- Tugas yang Diminta -
#1 Menurut kutipan teks, dokumen apa yang diterbitkan setelah eksportasi disetujui oleh Bea Cukai?
#2 Tulis ulang dengan lebih ringkas paragraf dalam kutipan teks yang diawali "Jika kita sudah mendapatkan pembeli", dengan tetap memuat fakta utamanya.
#3 Salin persis semua bagian kutipan teks mulai dari "- Setelah eksportasi" terus ke bawah sampai "sebagai barang ekspor.".

- Kutipan Teks -

Perusahaan ini mempunyai jaringan pemasaran di seluruh dunia. Wisma dagang bisa
bermula dari eksportir yang hanya mengekspor satu komoditas. Seiring
perkembangan usahanya, eksportir mampu mengekspor berbagai komoditas.
2.4 Prosedur atau Langkah-langkah
dalam Proses Ekspor
Berikut langkah-langkah yang bisa
dilakukan dalam proses ekspor :
- Mencari tahu terlebih dahulu apakah barang yang akan kita ekspor tersebut termasuk barang yang dilarang untuk di ekspor, diperbolehkan untuk di ekspor tetapi dengan pembatasan, atau barang yang bebas di ekspor (Menurut undang-undang dan peraturan di Indonesia).
- Memastika juga apakah barang kita diperbolehkan untuk masuk ke Negara tujuan ekspor.
- Jika kita sudah mendapatkan pembeli (buyer), menentukan sistem pembayaran, menentukan quantity dan spesifikasi barang, dll, maka selanjutnya kita mempersiapkan barang yang akan kita ekspor dan dokumen-dokumennya sesuai kesepakatan dengan buyer.
- Melakukan pemberitahuan pabean kepada Pemerintah (Bea Cukai) dengan menggunakan dokumen Pemberitahuan Ekspor Barang (PEB) beserta dokumen pelengkapnya.
- Setelah eksportasi kita di setujui oleh Bea Cukai, maka akan diterbitkan dokumen NPE (Nota Persetujuan Ekspor). Jika sudah terbit NPE, maka secara hukum barang kita sudah dianggap sebagai barang ekspor.

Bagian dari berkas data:
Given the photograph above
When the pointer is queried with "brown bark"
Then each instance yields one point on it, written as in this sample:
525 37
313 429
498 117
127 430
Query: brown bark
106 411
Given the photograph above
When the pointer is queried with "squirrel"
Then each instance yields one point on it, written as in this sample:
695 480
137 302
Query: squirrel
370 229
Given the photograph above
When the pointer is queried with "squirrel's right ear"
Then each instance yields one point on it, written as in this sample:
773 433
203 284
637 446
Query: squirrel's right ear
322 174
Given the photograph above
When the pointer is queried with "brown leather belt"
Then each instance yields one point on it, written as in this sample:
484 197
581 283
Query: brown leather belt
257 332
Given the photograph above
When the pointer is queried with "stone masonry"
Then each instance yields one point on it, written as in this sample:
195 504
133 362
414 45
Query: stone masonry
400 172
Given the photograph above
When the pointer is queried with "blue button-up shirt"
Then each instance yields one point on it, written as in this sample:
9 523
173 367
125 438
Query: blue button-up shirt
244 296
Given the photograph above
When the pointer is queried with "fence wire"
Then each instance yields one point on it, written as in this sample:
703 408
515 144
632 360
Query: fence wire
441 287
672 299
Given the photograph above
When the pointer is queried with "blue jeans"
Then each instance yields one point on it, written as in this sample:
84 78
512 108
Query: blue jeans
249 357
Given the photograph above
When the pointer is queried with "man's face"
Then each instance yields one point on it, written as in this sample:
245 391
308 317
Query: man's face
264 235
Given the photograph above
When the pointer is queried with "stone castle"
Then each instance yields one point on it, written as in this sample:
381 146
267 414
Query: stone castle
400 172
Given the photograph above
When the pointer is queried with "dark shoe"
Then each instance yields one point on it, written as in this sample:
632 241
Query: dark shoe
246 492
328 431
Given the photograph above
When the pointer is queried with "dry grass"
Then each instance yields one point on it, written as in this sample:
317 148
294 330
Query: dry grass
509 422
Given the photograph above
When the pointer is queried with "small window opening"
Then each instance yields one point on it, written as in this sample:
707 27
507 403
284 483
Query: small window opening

- Jawaban per Tugas -
#1 Dokumen NPE (Nota Persetujuan Ekspor).

#2 Setelah mendapatkan pembeli serta menentukan sistem pembayaran, jumlah, dan spesifikasi barang, eksportir menyiapkan barang ekspor beserta dokumennya sesuai kesepakatan dengan pembeli.

#3
- Setelah eksportasi kita di setujui oleh Bea Cukai, maka akan diterbitkan dokumen NPE (Nota Persetujuan Ekspor). Jika sudah terbit NPE, maka secara hukum barang kita sudah dianggap sebagai barang ekspor.